* **Material**:

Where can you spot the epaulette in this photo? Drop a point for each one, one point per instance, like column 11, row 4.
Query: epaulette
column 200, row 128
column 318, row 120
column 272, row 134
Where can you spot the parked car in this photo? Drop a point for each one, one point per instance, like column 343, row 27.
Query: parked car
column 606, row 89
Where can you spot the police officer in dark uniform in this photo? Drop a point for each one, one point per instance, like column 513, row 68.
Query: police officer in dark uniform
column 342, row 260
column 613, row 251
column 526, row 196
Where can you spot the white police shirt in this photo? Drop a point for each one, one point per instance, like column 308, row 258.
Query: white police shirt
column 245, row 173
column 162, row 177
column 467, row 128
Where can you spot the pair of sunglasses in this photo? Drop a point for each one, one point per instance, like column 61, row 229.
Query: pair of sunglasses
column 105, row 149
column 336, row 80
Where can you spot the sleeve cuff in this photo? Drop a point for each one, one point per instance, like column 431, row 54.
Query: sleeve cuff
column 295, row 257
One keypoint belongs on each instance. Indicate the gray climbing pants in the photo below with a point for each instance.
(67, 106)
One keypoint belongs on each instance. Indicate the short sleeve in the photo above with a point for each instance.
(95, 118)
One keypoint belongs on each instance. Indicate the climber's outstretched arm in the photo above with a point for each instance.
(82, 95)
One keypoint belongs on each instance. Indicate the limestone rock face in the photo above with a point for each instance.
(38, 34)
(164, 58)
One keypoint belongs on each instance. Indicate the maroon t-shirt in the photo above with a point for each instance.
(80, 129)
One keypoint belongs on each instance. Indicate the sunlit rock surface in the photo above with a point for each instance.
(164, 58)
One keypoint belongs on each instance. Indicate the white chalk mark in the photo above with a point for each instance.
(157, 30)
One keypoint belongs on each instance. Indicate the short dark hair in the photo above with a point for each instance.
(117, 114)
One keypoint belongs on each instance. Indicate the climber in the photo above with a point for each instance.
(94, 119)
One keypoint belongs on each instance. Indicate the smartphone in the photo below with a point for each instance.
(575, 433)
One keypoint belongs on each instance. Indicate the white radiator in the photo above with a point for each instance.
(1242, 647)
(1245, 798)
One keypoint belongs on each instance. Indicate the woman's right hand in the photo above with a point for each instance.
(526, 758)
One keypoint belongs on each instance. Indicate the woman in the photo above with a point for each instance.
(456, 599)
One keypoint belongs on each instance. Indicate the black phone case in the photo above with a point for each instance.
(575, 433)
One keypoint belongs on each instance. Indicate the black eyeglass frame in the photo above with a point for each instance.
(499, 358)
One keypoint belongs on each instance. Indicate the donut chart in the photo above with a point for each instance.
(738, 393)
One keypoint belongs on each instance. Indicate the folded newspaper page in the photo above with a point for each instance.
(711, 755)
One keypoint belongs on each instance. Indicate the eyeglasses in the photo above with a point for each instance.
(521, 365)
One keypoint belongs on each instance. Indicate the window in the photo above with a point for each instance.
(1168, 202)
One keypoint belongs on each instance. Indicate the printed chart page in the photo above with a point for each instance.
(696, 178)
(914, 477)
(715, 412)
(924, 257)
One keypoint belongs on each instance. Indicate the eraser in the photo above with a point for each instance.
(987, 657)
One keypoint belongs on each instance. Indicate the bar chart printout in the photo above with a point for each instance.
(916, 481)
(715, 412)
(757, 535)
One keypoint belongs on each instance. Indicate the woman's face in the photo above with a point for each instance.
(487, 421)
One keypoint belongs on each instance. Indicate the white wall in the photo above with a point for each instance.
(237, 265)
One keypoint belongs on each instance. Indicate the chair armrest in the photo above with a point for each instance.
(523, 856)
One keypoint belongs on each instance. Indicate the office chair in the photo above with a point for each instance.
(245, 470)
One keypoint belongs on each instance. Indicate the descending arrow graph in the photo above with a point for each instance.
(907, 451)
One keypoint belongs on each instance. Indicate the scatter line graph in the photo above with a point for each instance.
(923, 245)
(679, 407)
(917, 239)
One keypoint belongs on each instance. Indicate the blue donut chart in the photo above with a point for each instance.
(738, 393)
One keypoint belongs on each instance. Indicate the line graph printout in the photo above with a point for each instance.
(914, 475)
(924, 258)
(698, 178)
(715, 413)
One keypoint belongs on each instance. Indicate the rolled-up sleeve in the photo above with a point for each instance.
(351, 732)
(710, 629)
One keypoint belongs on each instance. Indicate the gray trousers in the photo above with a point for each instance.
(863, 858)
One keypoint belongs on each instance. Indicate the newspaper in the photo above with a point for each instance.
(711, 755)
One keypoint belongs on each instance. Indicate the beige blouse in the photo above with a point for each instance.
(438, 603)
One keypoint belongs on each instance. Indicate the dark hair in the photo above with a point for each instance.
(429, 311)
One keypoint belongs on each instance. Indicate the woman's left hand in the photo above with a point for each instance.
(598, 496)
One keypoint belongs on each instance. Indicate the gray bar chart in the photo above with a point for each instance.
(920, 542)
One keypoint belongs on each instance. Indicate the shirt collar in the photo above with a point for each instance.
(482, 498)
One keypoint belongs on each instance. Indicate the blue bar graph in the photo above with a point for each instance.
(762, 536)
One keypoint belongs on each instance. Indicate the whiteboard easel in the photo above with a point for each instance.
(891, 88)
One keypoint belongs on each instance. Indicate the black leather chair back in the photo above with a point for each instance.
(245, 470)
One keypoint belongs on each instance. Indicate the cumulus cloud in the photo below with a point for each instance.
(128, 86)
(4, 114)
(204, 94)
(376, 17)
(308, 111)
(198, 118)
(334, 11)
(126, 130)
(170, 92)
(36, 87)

* **Task to complete**: Lay out the material above as a two-column CSV with the header instruction,points: one row per request, the request's text in the first field and its answer in the second. Put each field in double quotes and turn any line breaks into spaces.

* **Final answer**:
instruction,points
"Where can you spot the epaulette in this photo? Drop a point for each one, one point per instance, like column 11, row 4. Query: epaulette","column 200, row 128 column 318, row 120 column 272, row 134"
"Where can you spot the parked car in this photo? Drop a point for each one, one point per instance, like column 343, row 27. Query: parked car","column 606, row 89"
"Where can you spot the police officer in dark uniform in this photo? Drop a point for each one, one point per instance, like column 513, row 68. Query: police officer in dark uniform","column 342, row 260 column 613, row 251 column 526, row 196"
"Where can you spot the white police shirt in this photo? Drop a point for each one, one point per instance, like column 308, row 258. Query: white police shirt","column 245, row 173 column 162, row 177 column 467, row 128"
"Where can you spot the pair of sunglasses in this photo? Drop a point for each one, one point per instance, like column 61, row 229. Query: pair of sunglasses","column 105, row 149 column 336, row 80"
"Where can you spot the sleeve cuff in this photo? Drop a point for each one, one point per instance, like column 431, row 54. Query: sleeve cuff","column 295, row 257"
"One keypoint belongs on each instance. Indicate the gray climbing pants in the photo below with a point for each instance.","(67, 106)"
"One keypoint belongs on each instance. Indicate the short sleeve in the photo above with a point for each instance.","(95, 118)"
"One keypoint belongs on each instance. Indicate the climber's outstretched arm in the photo above with a point for each instance.","(82, 95)"
"One keypoint belongs on each instance. Indicate the limestone rock face in the photo above with a point for each instance.","(38, 34) (164, 58)"
"One keypoint belongs on each instance. Indicate the maroon t-shirt in the photo above with a point for each instance.","(80, 129)"
"One keypoint belongs on each instance. Indicate the sunlit rock surface in the photo above with a point for each instance.","(164, 58)"
"One keypoint belongs on each instance. Indicate the white chalk mark in the photo above with a point for each instance.","(157, 30)"
"One keypoint belongs on each instance. Indicate the short dark hair in the photo above with a point for each instance.","(117, 114)"
"One keypoint belongs on each instance. Indicate the climber in the photo above with a point for each instance.","(94, 119)"
"One keypoint belongs on each instance. Indicate the smartphone in the photo below with a point for each instance.","(575, 433)"
"One keypoint belongs on each instance. Indicate the white radiator in the photo above with a point for each instance.","(1242, 647) (1245, 798)"
"One keypoint belongs on each instance. Indicate the woman's right hand in the photo above with a point for each instance.","(526, 758)"
"One keypoint belongs on each instance. Indicate the woman in the photo above with a point for each instance.","(456, 599)"
"One keypoint belongs on each instance. Indicate the black phone case in the photo above with a point for each instance.","(575, 433)"
"One keypoint belongs on each instance. Indicate the black eyeglass frame in the photo above with a point for each instance.","(499, 358)"
"One keypoint belongs on each instance. Indicate the donut chart in the photo above with a point for each instance.","(738, 393)"
"One keypoint belongs on each instance. Indicate the folded newspaper page in the photo above with a point for each instance.","(711, 755)"
"One keypoint belongs on each instance. Indicate the eyeglasses in the photo above with a point for each instance.","(521, 365)"
"One keypoint belongs on each instance. Indicate the window in the photo above with a point for each instance.","(1168, 202)"
"One keypoint belongs on each instance. Indicate the printed chart page in the photo above with a point for each instance.","(696, 178) (914, 477) (715, 412) (924, 257)"
"One keypoint belongs on each instance. Indicate the eraser in the photo above with a point for each instance.","(987, 657)"
"One keypoint belongs on each instance. Indicate the bar chart printout in the photo above with a point for each instance.","(916, 481) (715, 412) (757, 535)"
"One keypoint belongs on each instance. Indicate the woman's face in the photo above with a point for each instance.","(487, 421)"
"One keypoint belongs on each instance. Indicate the white wall in the photo above with a point for each instance.","(237, 265)"
"One keypoint belongs on each instance. Indicate the chair armrest in the photo above with a point for each instance.","(523, 856)"
"One keypoint belongs on each instance. Indicate the office chair in the photo above with a point for each instance.","(245, 470)"
"One keypoint belongs on each instance. Indicate the descending arrow graph in the photo above with a point for each instance.","(907, 451)"
"One keypoint belongs on each instance. Indicate the scatter line graph in the photo above with a point for each instance.","(923, 245) (679, 407) (917, 239)"
"One keypoint belongs on each instance. Indicate the blue donut chart in the photo above with a point for each instance.","(738, 393)"
"One keypoint belongs on each instance. Indicate the line graph printout in the photo above with a point for each instance.","(914, 475) (924, 258) (698, 178) (715, 413)"
"One keypoint belongs on each instance. Indicate the rolled-up sleeve in the photo above with a point for each instance.","(351, 732) (710, 629)"
"One keypoint belongs on each instance. Indicate the gray trousers in the photo above with a point for each instance.","(863, 858)"
"One keypoint belongs on each instance. Indicate the newspaper in the photo above with a point for each instance.","(711, 755)"
"One keypoint belongs on each instance. Indicate the beige blouse in the photo above with a point for each instance.","(438, 603)"
"One keypoint belongs on each instance. Indicate the dark hair in the photo above with a point for each instance.","(429, 311)"
"One keypoint belongs on each instance. Indicate the woman's left hand in the photo above with a point for each instance.","(598, 496)"
"One keypoint belongs on each instance. Indicate the gray bar chart in the photo above with a point for each instance.","(920, 542)"
"One keypoint belongs on each instance. Indicate the shirt collar in the photo above with a point for each instance.","(482, 498)"
"One keypoint belongs on each instance. Indicate the blue bar graph in the photo above with a point for each instance.","(762, 536)"
"One keypoint belongs on each instance. Indicate the whiteboard easel in the photo above with a point for each instance.","(891, 88)"
"One keypoint belongs on each instance. Indicate the black leather chair back in the photo above with a point for each instance.","(245, 470)"
"One keypoint belongs on each instance. Indicate the cumulus cloud in the photo below with a point for each instance.","(128, 86) (4, 114) (204, 94) (376, 17) (308, 111) (198, 118) (334, 11) (126, 130) (170, 92) (36, 87)"